=== AVAILABLE RECORDS ===

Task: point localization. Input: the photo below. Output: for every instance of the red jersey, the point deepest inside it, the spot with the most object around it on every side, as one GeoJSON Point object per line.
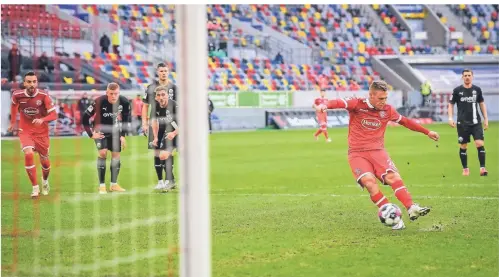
{"type": "Point", "coordinates": [31, 107]}
{"type": "Point", "coordinates": [321, 116]}
{"type": "Point", "coordinates": [366, 129]}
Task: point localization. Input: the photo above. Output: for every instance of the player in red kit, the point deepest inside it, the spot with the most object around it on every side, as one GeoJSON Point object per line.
{"type": "Point", "coordinates": [366, 153]}
{"type": "Point", "coordinates": [321, 116]}
{"type": "Point", "coordinates": [36, 110]}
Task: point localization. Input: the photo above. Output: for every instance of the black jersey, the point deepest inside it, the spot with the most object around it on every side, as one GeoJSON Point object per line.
{"type": "Point", "coordinates": [467, 100]}
{"type": "Point", "coordinates": [110, 119]}
{"type": "Point", "coordinates": [171, 90]}
{"type": "Point", "coordinates": [165, 115]}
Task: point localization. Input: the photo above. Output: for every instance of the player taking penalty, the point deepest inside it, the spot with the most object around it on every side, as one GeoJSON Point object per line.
{"type": "Point", "coordinates": [110, 126]}
{"type": "Point", "coordinates": [164, 133]}
{"type": "Point", "coordinates": [36, 110]}
{"type": "Point", "coordinates": [321, 116]}
{"type": "Point", "coordinates": [366, 152]}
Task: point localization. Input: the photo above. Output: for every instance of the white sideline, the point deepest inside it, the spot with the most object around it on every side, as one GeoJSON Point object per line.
{"type": "Point", "coordinates": [114, 229]}
{"type": "Point", "coordinates": [78, 268]}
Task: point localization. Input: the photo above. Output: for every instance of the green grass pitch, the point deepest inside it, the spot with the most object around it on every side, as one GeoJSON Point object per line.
{"type": "Point", "coordinates": [283, 205]}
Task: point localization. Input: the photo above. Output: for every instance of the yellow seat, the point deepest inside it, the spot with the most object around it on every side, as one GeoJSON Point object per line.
{"type": "Point", "coordinates": [87, 56]}
{"type": "Point", "coordinates": [68, 80]}
{"type": "Point", "coordinates": [90, 80]}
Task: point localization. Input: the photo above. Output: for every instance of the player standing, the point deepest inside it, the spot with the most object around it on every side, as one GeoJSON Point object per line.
{"type": "Point", "coordinates": [36, 110]}
{"type": "Point", "coordinates": [111, 124]}
{"type": "Point", "coordinates": [164, 131]}
{"type": "Point", "coordinates": [163, 71]}
{"type": "Point", "coordinates": [466, 96]}
{"type": "Point", "coordinates": [321, 116]}
{"type": "Point", "coordinates": [366, 152]}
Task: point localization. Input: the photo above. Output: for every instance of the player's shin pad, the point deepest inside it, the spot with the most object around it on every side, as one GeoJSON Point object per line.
{"type": "Point", "coordinates": [101, 169]}
{"type": "Point", "coordinates": [115, 170]}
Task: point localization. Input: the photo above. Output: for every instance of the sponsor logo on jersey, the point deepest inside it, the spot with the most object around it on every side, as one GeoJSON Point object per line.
{"type": "Point", "coordinates": [371, 123]}
{"type": "Point", "coordinates": [30, 111]}
{"type": "Point", "coordinates": [469, 99]}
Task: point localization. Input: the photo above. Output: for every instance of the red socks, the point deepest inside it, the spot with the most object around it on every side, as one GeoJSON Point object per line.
{"type": "Point", "coordinates": [45, 168]}
{"type": "Point", "coordinates": [402, 194]}
{"type": "Point", "coordinates": [379, 199]}
{"type": "Point", "coordinates": [30, 167]}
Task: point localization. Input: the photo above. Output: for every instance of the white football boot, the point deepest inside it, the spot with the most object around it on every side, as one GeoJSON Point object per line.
{"type": "Point", "coordinates": [36, 192]}
{"type": "Point", "coordinates": [416, 211]}
{"type": "Point", "coordinates": [160, 185]}
{"type": "Point", "coordinates": [399, 226]}
{"type": "Point", "coordinates": [45, 187]}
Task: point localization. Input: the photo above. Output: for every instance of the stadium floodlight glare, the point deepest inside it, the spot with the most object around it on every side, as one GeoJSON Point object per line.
{"type": "Point", "coordinates": [194, 203]}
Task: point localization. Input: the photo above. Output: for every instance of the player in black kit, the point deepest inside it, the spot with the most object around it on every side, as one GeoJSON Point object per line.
{"type": "Point", "coordinates": [164, 132]}
{"type": "Point", "coordinates": [111, 124]}
{"type": "Point", "coordinates": [468, 97]}
{"type": "Point", "coordinates": [163, 71]}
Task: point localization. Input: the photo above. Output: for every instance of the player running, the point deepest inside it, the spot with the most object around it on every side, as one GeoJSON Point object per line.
{"type": "Point", "coordinates": [164, 131]}
{"type": "Point", "coordinates": [36, 110]}
{"type": "Point", "coordinates": [321, 116]}
{"type": "Point", "coordinates": [466, 96]}
{"type": "Point", "coordinates": [366, 152]}
{"type": "Point", "coordinates": [163, 71]}
{"type": "Point", "coordinates": [110, 110]}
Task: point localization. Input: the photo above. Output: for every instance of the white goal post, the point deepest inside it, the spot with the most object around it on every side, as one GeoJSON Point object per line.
{"type": "Point", "coordinates": [194, 202]}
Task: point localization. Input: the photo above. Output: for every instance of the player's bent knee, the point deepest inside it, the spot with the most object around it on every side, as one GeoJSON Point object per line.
{"type": "Point", "coordinates": [369, 182]}
{"type": "Point", "coordinates": [28, 150]}
{"type": "Point", "coordinates": [103, 153]}
{"type": "Point", "coordinates": [391, 177]}
{"type": "Point", "coordinates": [163, 155]}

===

Make an exact reproduction of the listing above, without any pictures.

Task: point localization. Input: the photo below. Output: for every instance of the red jersey, the point deepest inside it, the spot with the most object around it on every side, as one GeoJSON Point object per line.
{"type": "Point", "coordinates": [31, 107]}
{"type": "Point", "coordinates": [321, 116]}
{"type": "Point", "coordinates": [366, 129]}
Task: point localization. Input: the photo above. Output: for every instance of the player in red kit, the point deepest inside it, the spot with the most object around it on every side, as one GeoJSON Point object per line.
{"type": "Point", "coordinates": [366, 153]}
{"type": "Point", "coordinates": [321, 116]}
{"type": "Point", "coordinates": [36, 110]}
Task: point localization. Input: the photo above. Output: for every instance of the black jersey, the point deepest inside it, the spot with the most object around it on every side, as one GeoJSON Point object per line.
{"type": "Point", "coordinates": [467, 100]}
{"type": "Point", "coordinates": [110, 119]}
{"type": "Point", "coordinates": [171, 90]}
{"type": "Point", "coordinates": [165, 115]}
Task: point localization. Input: the photo above. Output: for every instance of the player taking penalty, the point deepest inside it, the spot with the most object around it on every side, as one GeoJSON Point object per line.
{"type": "Point", "coordinates": [110, 126]}
{"type": "Point", "coordinates": [164, 133]}
{"type": "Point", "coordinates": [36, 110]}
{"type": "Point", "coordinates": [321, 116]}
{"type": "Point", "coordinates": [366, 152]}
Task: point localization. Input: the photo above. Output: for every instance of the white sideline, the point deepest inside it, the spot with the most object around it on every side, as one GeoJSON Point object per line.
{"type": "Point", "coordinates": [114, 229]}
{"type": "Point", "coordinates": [78, 268]}
Task: point localization. Input: the photo above. Output: for every instance of the green grass pitch, the point deepest inside it, the spot with the most object around it on every side, as one GeoJSON Point object per line.
{"type": "Point", "coordinates": [283, 205]}
Task: point localization. Input: the photo above. Output: for every instance of the yellow seat, the point deepest inside it, the spot with the most object around it on every side, as one GeoJSON Point object per line.
{"type": "Point", "coordinates": [87, 56]}
{"type": "Point", "coordinates": [68, 80]}
{"type": "Point", "coordinates": [90, 80]}
Task: point localization. Input: the photo above. Output: for every instance of the player standing, the point deepest inside it, the spot with the most object around it on every side, as one GeoJSON Point object per line.
{"type": "Point", "coordinates": [36, 110]}
{"type": "Point", "coordinates": [111, 124]}
{"type": "Point", "coordinates": [164, 131]}
{"type": "Point", "coordinates": [163, 71]}
{"type": "Point", "coordinates": [466, 96]}
{"type": "Point", "coordinates": [321, 116]}
{"type": "Point", "coordinates": [366, 152]}
Task: point localization. Input: the photo above. Output: for every instance of the player's shin pad, the point deepest inside it, the spot with the most object around it on every side, as one GeoJSON Point object per line.
{"type": "Point", "coordinates": [101, 169]}
{"type": "Point", "coordinates": [115, 170]}
Task: point localization. Input: the photo above. Output: for every instance of the sponsor logo on jersey, the point deepest inside it, the spot with the most object around it on every side, as one GeoJSON Point object per line.
{"type": "Point", "coordinates": [371, 123]}
{"type": "Point", "coordinates": [30, 111]}
{"type": "Point", "coordinates": [469, 99]}
Task: point localization. Input: the photo above. Output: for every instance of the red socks, the point deepest inside it, the spot with the most object around it on every side, as one GeoJSON Point object per line.
{"type": "Point", "coordinates": [45, 168]}
{"type": "Point", "coordinates": [402, 194]}
{"type": "Point", "coordinates": [379, 199]}
{"type": "Point", "coordinates": [30, 167]}
Task: point localization. Input: the photo above. Output: for every instance of the white football boot, the point deepest inside it, the spot with the most object around it on every side, as one GeoJSON Point object per line.
{"type": "Point", "coordinates": [36, 192]}
{"type": "Point", "coordinates": [416, 211]}
{"type": "Point", "coordinates": [160, 185]}
{"type": "Point", "coordinates": [399, 226]}
{"type": "Point", "coordinates": [45, 187]}
Task: point localization. Input: the photo above. Output: for every instance of the stadium floodlight glare, the point deepest inside it, the spot with the most object around it on every side, as one GeoJSON Point object per line.
{"type": "Point", "coordinates": [194, 203]}
Task: point localization. Input: the photo above. Output: for every instance of the player in black kit, the point deepest inside it, the spot with the most object around it on every side, as one GeoJSON Point object per line.
{"type": "Point", "coordinates": [164, 132]}
{"type": "Point", "coordinates": [111, 124]}
{"type": "Point", "coordinates": [468, 97]}
{"type": "Point", "coordinates": [163, 71]}
Task: point localization. Input: the photo above. Output: for every instance of the player running, the point deepest inside it, the spot with the most object around it on every side, as one GeoJSON Point object per line.
{"type": "Point", "coordinates": [164, 131]}
{"type": "Point", "coordinates": [36, 110]}
{"type": "Point", "coordinates": [321, 116]}
{"type": "Point", "coordinates": [466, 96]}
{"type": "Point", "coordinates": [366, 152]}
{"type": "Point", "coordinates": [163, 71]}
{"type": "Point", "coordinates": [110, 110]}
Task: point localization. Input: the photo above. Output: for every instance of the white goal post, the point deepest inside it, the spot with the most object around it on every side, as one GeoJSON Point object per line.
{"type": "Point", "coordinates": [194, 202]}
Task: point localization. Input: the photo above. Output: for every instance of the player's bent knee, the point deepest inside it, the spot with the most object around it on every side, as one GeoJSON Point object per line.
{"type": "Point", "coordinates": [369, 182]}
{"type": "Point", "coordinates": [28, 150]}
{"type": "Point", "coordinates": [103, 153]}
{"type": "Point", "coordinates": [391, 177]}
{"type": "Point", "coordinates": [163, 155]}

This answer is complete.